◆ **SÉRIE DE TÂCHES**:
**A)** Recopiez les entrées en commençant à leur première ligne et en terminant à la ligne qui contient « M85 387L114 376L151 », ces deux lignes comprises. Changez « modern » en « recent » et ne modifiez rien d'autre.
**B)** Prolongez le texte sur l'Administration italienne à partir de sa dernière phrase.

L’Administration italienne, qui compte 3,2 millions d’agents publics, souffre encore d’une mauvaise image : elle serait très bureaucratique et perméable à la corruption. En matière d’efficacité des organismes publics, elle n’est que 25e sur les 28 États membres de l’Union européenne (Banque mondiale, Worldwide Governance Indicators, 2013) et occupe la 22e place en matière d’octroi d’autorisations et de licences (Banque mondiale, Doing business, 2015) : liquider une entreprise prend en moyenne huit ans et huit mois sont nécessaires pour obtenir un permis de construire. C’est pourquoi les institutions européennes ont fortement incité le pays à moderniser son Administration.
Depuis le début des années 1990, l’Administration italienne a connu plusieurs vagues de réformes, toutes teintées de New Public Management : les lois Cassese en 1992-1993 marquées par la rationalisation de l’Administration, Bassanini à la fin des années 1990 axées sur la simplification, Brunetta en 2009 orientées performance et transparence et la Spending Review, mesures de réduction des dépenses publiques, lancée par M. Monti dès 2012.
L’aboutissement de 25 ans de réformes administratives, « une autre étape vers une Italie plus simple, plus proche de ses citoyens »
Les évolutions et réorganisations citées plus haut n’ont pas eu l’effet escompté. Au contraire, on constate parfois un alourdissement et un allongement des procédures administratives et les multiples dérogations ont annihilé les effets positifs de ces mesures. D’après Mauro Pisu, chef du bureau Italie à l’OCDE, de nombreuses réformes ne sont que partiellement mises en œuvre. Certains secteurs sont tellement réglementés que les textes, parfois illisibles, ne sont que peu respectés. Globalement, l’Administration italienne est jugée inefficace et le service public de mauvaise qualité.

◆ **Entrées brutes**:
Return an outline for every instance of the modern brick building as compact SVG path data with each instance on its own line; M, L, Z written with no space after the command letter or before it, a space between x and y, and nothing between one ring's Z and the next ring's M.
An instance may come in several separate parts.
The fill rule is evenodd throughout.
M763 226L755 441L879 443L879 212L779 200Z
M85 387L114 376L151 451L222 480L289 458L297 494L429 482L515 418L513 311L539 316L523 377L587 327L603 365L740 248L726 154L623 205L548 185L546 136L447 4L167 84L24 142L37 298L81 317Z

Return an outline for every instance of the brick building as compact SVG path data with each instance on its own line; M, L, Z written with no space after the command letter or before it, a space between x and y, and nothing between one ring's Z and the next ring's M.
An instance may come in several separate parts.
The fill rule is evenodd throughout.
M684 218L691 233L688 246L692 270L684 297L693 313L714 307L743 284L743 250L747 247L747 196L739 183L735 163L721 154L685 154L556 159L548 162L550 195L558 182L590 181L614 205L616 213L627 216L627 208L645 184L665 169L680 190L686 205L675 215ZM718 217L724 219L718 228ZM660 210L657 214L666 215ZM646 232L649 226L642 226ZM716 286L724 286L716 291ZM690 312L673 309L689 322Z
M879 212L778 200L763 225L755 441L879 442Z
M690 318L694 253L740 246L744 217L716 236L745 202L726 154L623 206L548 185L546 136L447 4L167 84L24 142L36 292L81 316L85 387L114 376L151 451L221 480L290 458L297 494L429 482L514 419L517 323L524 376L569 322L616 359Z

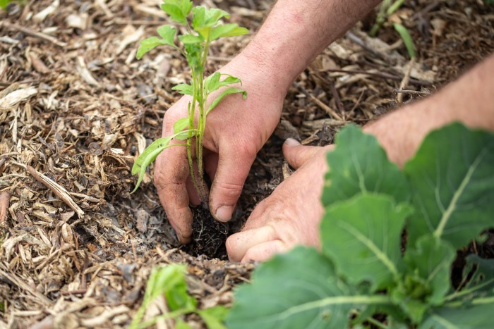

◆ **LISTE DES RÉPONSES**:
**A)**
Return an outline for every instance of the recent brick building as compact SVG path data with each instance on its own line; M, L, Z written with no space after the command letter or before it, a space between x and y, and nothing between one ring's Z and the next ring's M.
An instance may come in several separate parts.
The fill rule is evenodd throughout.
M763 226L755 441L879 443L879 212L779 200Z
M85 387L114 376L151 451L222 480L289 458L297 494L429 482L515 418L513 311L539 316L523 377L587 327L603 365L740 248L726 154L623 205L548 185L546 136L447 4L167 84L24 142L37 298L81 317Z

**B)**
La loi Madia fait partie d’un tout, celui du « paquet » de réformes voulues par le gouvernement Renzi, qui comprend le projet de révision constitutionnelle et la nouvelle loi électorale. Ainsi, « le gouvernement, soutenu par une forte majorité à la Chambre, pourra faire passer les textes nécessaires à la mise en œuvre de son programme électoral et, ensuite, en garantir l’application grâce à une Administration mieux organisée et des procédures simplifiées ».
Cet été, ont été adoptées les trois premières mesures de cette ambitieuse réforme de l’Administration. L’article 3 de la loi prévoit que le silence de l’Administration vaut acceptation. Ce principe ne s’appliquera qu’aux relations entre les administrations. Le délai est de 30 jours, et ne peut être interrompu qu’une fois pour demande d’informations complémentaires. Dans certains secteurs (culture, santé, environnement), les délais pour répondre seront plus longs (90 jours). Dans un but de sécurisation juridique, les modalités de retrait des actes administratifs (art. 6) sont, par ailleurs, revues : l’Administration dispose d’un délai de dix-huit mois pour annuler une de ses propres décisions, si elle la juge illégitime. Au-delà, la décision sera considérée comme définitive. Enfin, la possibilité d’embauche à titre gratuit de retraités de la fonction publique ou du secteur privé est réintroduite par cette loi (précédemment annulée par le décret-loi 95/2012).
Un train de dix-huit mesures en six étapes : « un État plus modeste et plus dynamique pour ne pas succomber à la bureaucratie »
La modernisation de l’Administration se poursuivra d’ici au printemps 2016, avec comme mesure emblématique le décret « guillotine » qui doit être adopté en novembre 2015 : tous les textes non appliqués depuis 2011 seront purement et simplement supprimés.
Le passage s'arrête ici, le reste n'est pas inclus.